## REQUIRED TASKS
#1 In the email about the type value for the new encoding, what should the document ask IANA to do?
#2 Continue the email about the type value for the new encoding from where it stops.

## SOURCE PASSAGE

══════════════════════════════

On 4/26/2024 7:52 AM, Luigi Iannone wrote:
> Hi,
>
> I think that the answer to the “why” question is easy. The new 
> encoding is the same as for BGP/ISIS/OSPF, so it makes sense to use it.
>
> The problem lays in the “type” value that this new encoding is using.
>
> The document should ask IANA to allocate a new code point. Values 
> 4/8/14-254 are unassigned as for: 
> https://www.iana.org/assignments/lisp-parameters/lisp-parameters.xhtml#lisp-lcaf-type
> The document can suggest a value, but not impose one (See section 9.3 
> RFC8126).
> An early allocation should also be possible according to RFC7120.
> Hence, the argument that by changing the type value implementations 
> are obsoleted does not hold.
>
> The WG can decide whether to deprecate the encoding proposed in 
> RFC8060 or let it run in parallel.

══════════════════════════════

## RECORDED INFORMATION
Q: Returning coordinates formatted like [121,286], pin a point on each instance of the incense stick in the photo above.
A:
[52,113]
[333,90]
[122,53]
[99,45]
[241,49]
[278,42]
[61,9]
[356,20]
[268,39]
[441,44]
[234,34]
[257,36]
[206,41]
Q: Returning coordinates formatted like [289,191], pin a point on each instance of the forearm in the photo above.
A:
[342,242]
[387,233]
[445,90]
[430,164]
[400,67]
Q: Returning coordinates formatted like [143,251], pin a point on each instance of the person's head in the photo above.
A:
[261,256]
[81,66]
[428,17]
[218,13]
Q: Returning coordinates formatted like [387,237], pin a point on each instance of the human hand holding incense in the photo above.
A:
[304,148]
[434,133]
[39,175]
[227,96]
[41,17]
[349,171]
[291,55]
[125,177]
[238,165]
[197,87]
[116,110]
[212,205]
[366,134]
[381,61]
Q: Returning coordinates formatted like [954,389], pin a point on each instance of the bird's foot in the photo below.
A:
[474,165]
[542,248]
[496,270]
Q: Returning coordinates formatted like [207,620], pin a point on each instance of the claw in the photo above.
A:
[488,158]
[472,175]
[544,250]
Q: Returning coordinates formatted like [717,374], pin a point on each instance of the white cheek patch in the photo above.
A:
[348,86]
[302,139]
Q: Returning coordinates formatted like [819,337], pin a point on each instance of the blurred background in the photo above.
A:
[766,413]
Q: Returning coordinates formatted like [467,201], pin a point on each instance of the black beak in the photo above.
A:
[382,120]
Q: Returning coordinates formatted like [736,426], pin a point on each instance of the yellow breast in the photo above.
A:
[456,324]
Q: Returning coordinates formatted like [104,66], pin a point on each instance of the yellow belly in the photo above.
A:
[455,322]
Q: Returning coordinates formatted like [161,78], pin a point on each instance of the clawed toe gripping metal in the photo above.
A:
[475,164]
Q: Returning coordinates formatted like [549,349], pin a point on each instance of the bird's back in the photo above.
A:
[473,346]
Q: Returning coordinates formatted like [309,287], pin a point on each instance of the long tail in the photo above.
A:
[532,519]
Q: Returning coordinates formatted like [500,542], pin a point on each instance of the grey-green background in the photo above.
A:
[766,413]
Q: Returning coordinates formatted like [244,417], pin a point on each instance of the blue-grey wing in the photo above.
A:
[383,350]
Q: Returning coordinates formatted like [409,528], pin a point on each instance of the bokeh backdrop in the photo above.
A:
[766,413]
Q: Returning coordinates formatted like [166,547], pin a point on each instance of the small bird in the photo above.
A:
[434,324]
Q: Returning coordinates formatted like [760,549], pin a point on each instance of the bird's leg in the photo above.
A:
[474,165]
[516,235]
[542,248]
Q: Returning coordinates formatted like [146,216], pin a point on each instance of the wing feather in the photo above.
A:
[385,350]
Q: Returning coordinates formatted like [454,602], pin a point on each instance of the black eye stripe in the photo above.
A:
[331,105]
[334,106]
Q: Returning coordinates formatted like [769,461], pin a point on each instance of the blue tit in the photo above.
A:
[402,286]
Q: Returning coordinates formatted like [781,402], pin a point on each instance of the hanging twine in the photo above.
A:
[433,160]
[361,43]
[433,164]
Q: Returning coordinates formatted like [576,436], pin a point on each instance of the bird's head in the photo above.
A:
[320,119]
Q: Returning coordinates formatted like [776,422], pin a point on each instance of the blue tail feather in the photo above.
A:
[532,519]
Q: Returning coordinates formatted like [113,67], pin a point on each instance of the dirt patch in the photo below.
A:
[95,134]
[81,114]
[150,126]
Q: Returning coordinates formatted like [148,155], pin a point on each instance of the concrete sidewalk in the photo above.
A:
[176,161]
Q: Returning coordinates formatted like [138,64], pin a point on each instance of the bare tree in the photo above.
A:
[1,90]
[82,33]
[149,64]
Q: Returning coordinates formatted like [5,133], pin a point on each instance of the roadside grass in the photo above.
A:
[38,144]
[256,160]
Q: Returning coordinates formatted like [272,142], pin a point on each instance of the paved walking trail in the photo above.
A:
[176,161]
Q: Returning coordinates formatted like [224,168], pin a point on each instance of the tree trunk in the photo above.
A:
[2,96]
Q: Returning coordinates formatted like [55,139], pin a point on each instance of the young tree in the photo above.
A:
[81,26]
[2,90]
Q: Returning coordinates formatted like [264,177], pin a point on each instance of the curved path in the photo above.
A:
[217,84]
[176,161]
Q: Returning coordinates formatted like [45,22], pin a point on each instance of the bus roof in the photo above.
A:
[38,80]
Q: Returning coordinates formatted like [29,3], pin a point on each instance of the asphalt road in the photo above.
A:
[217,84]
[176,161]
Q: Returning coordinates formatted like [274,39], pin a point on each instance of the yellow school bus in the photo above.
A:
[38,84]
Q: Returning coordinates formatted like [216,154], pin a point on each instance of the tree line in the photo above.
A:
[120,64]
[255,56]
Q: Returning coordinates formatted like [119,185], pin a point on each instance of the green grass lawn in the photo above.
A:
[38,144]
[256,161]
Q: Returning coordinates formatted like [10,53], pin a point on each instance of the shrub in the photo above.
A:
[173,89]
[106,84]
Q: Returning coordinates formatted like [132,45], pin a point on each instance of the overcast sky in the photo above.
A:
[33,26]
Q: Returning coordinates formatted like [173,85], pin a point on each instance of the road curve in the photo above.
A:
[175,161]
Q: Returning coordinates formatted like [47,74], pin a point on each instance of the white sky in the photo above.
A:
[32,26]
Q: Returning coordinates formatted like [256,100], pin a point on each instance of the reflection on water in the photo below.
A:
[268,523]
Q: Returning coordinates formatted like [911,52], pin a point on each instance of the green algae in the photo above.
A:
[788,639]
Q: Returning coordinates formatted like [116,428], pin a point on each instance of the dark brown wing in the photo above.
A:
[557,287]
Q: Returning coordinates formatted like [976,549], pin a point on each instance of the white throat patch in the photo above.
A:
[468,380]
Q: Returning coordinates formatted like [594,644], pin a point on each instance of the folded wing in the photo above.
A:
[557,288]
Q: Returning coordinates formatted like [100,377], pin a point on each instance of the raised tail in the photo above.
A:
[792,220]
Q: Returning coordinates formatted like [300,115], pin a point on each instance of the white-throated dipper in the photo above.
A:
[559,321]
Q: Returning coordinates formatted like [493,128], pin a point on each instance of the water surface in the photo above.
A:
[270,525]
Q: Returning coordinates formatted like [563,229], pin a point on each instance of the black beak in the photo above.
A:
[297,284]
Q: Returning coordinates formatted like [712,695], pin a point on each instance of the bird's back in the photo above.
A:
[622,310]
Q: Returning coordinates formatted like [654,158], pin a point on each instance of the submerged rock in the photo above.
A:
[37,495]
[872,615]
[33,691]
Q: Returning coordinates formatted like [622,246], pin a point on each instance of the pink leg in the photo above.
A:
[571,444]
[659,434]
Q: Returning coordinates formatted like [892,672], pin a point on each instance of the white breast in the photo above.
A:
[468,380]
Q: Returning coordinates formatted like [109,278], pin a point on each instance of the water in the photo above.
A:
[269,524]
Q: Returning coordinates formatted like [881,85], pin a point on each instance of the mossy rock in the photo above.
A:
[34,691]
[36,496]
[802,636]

══════════════════════════════

## EXERCISE RESPONSES
#1 Allocate a new code point.

#2
> If we deprecate the encoding in RFC8060 then this document has to 
> update RFC8060.
> (My personal opinion is that there is no usefulness in having two 
> different encodings)
>
> The fact that both geo encodings use type 5 is the real issue to me.
> Deprecating the encoding in RFC8060 does not help since there is no 
> way to make the difference and know, by looking at the type, which 
> encoding is used.
> Section 9.4 of RFC8126 discourages reclaiming values for other usage 
> except when the namespace is (almost) exhausted, which is not the case 
> here.
>
> As for the implementations… more than the number of implementations 
> what really matters is the deployments.
>
> Can anyone state that there are no deployments using RFC8060 encoding? 
> Or if they exist if it is feasible to quickly and easily switch them 
> to the new encoding.
>
> In the lack of these conditions the only reasonable action IMO is to 
> use a different type value.
>
> Ciao
>
> L.
>
>
>
>
>
>> On 23 Apr 2024, at 18:24, Joel Halpern <jmh@joelhalpern.com> wrote:
>>
>> From where I sit, doing nothing should be a non-starter.  We have a 
>> published RFC.  We are allowed to change our mind.
>>
>> But...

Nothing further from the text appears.